◆ WHAT YOU SHOULD DO:
Only the lines from the line containing "Can you find the airplane windshield?" to the end of the entries should be repeated, exactly as they appear.

* BEGIN GIVEN INFORMATION *

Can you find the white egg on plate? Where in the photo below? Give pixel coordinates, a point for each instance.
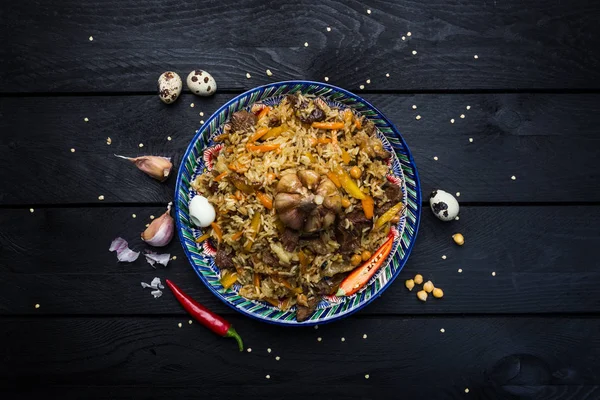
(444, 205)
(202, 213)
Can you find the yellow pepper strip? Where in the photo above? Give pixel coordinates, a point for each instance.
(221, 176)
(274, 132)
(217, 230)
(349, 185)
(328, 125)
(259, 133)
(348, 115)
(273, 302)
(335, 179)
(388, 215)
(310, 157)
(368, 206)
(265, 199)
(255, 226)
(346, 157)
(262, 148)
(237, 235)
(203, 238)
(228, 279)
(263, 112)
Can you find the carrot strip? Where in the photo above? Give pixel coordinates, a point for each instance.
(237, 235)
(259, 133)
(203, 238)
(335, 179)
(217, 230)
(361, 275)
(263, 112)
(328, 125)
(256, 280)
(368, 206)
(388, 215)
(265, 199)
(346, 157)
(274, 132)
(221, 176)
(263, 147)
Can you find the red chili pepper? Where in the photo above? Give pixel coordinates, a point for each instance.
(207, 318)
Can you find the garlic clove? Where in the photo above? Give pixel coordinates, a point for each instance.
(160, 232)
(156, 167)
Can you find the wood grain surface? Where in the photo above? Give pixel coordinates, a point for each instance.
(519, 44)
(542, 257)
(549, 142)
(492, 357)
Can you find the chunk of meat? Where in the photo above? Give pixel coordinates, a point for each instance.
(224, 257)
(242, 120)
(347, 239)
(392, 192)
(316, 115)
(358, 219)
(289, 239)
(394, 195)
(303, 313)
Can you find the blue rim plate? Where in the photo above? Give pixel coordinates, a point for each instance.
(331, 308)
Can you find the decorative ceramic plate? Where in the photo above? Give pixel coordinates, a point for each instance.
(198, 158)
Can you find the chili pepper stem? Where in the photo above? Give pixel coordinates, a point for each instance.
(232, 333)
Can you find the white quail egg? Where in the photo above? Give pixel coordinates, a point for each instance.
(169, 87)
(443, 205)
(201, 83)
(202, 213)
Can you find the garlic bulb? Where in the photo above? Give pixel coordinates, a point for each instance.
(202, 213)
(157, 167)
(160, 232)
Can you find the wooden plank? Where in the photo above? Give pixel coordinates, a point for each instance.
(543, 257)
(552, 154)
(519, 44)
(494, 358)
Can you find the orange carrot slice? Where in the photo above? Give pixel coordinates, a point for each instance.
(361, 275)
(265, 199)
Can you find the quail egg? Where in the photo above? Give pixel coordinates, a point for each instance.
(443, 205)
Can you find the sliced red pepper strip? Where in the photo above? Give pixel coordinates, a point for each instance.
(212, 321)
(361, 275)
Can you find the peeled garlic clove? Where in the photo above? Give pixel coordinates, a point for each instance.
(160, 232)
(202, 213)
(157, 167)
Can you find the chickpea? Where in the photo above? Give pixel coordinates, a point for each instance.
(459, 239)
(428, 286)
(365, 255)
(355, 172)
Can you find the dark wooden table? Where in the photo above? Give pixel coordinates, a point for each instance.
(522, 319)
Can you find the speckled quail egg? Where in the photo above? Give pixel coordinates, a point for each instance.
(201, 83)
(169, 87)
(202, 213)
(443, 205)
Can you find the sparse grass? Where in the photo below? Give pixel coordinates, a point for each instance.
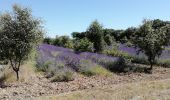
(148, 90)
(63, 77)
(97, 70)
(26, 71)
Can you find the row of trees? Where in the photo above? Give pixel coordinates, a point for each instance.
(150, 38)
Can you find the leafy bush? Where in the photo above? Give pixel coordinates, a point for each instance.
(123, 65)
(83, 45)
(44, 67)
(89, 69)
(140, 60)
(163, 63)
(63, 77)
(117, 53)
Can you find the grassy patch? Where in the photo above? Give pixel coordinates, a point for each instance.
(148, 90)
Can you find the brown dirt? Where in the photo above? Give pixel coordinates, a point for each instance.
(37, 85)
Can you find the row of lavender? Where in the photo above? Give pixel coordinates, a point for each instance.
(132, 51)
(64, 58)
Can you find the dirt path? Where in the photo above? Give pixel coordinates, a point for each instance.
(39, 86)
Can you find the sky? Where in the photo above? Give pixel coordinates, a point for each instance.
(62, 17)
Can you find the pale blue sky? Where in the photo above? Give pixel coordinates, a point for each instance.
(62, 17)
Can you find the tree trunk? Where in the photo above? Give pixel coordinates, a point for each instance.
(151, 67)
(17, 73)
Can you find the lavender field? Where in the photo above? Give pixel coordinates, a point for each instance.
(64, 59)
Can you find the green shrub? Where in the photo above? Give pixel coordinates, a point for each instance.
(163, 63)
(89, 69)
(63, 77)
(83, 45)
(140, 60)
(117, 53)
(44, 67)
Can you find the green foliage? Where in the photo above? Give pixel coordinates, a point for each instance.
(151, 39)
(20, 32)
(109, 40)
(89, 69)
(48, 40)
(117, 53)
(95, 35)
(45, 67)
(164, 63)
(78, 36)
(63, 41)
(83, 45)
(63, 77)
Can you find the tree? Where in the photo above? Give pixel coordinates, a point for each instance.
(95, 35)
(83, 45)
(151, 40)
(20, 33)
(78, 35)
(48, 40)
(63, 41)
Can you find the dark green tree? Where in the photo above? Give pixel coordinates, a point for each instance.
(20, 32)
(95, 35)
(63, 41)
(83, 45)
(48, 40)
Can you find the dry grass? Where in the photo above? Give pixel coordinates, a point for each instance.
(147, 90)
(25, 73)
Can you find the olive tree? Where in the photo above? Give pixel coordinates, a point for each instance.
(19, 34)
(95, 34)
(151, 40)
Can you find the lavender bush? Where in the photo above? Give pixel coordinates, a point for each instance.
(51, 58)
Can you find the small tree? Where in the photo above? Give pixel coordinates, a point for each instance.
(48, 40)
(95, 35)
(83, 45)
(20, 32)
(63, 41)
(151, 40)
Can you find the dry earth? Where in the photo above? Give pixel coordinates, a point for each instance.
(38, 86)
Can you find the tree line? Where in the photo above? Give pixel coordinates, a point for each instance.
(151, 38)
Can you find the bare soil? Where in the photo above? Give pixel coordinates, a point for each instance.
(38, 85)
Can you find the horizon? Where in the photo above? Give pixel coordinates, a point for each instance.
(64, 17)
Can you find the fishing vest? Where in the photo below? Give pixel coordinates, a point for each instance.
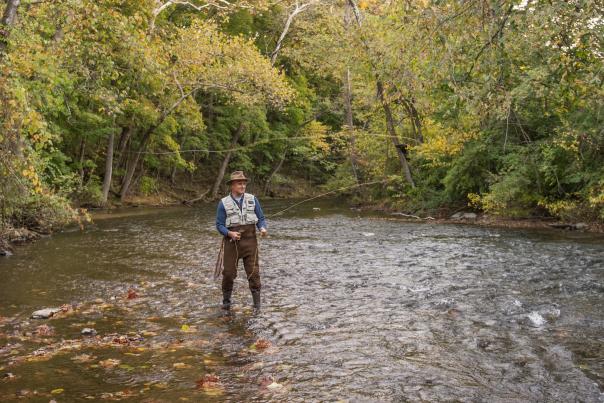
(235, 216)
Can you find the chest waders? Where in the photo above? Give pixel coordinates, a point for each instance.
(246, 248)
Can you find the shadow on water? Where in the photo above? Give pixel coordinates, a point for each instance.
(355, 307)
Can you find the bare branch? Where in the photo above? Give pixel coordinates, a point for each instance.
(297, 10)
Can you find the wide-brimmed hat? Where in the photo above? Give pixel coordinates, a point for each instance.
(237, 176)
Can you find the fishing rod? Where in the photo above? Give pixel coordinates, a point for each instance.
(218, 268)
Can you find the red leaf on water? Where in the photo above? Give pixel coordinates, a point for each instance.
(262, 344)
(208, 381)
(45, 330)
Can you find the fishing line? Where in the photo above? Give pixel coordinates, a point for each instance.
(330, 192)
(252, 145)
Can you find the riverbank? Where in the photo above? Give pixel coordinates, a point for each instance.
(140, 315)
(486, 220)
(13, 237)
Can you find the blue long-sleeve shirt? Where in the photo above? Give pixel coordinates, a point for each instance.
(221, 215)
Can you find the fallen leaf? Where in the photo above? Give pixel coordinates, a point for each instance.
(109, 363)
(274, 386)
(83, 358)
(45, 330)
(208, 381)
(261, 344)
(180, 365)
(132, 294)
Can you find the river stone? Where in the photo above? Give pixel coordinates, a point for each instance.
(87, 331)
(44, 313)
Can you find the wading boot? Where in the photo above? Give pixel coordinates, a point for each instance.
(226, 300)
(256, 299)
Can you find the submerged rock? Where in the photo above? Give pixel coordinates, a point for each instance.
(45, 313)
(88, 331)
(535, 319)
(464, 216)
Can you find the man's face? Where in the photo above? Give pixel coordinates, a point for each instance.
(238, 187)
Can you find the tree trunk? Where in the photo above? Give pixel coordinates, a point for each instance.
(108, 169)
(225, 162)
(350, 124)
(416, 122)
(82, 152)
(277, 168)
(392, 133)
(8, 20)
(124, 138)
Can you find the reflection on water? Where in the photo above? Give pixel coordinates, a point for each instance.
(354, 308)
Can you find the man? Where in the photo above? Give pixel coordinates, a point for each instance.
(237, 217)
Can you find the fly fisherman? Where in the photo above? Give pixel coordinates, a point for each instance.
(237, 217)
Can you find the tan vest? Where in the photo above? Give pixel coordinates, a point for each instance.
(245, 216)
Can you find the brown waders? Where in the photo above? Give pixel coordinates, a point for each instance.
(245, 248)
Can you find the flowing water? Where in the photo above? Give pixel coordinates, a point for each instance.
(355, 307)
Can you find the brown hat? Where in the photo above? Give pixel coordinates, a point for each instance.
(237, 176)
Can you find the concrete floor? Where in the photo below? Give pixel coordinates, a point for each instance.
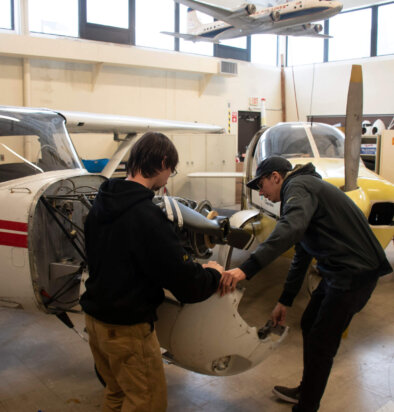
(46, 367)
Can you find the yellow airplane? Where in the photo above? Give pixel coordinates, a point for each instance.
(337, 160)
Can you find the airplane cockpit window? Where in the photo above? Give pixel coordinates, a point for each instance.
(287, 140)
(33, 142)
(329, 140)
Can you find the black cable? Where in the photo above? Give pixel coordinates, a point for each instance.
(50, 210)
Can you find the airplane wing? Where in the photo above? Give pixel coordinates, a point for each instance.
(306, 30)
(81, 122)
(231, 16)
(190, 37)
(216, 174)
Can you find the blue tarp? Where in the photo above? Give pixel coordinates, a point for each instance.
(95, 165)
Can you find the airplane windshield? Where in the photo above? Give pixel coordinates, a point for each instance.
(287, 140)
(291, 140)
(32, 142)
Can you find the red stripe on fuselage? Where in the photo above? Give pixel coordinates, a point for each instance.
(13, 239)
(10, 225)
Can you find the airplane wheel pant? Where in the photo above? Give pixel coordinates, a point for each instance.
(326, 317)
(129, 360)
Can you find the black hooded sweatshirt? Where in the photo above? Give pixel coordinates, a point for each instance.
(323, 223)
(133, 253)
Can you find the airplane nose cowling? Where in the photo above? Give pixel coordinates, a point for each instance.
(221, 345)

* END GIVEN INFORMATION *

◆ CORRECT OUTPUT:
Can you find the airplane windshield? Where in the photo above? Give pixel coordinates, a point for each instance.
(287, 140)
(291, 140)
(32, 142)
Can you find the red stripe on fuselage? Where in the photo above? Give pixel coordinates, a point for each instance.
(13, 239)
(10, 225)
Can you find the airplane wheel pant? Where in the photo above? Give pixel coordinates, a point for each instance.
(326, 317)
(129, 360)
Can you find the black hooded sweatshirt? Where in the photo above? Give pixel coordinates, a point for each instance.
(323, 223)
(133, 253)
Can you find the airplane nose cowling? Where in the photo above? Give pixel coordinates, a point for each instance.
(221, 345)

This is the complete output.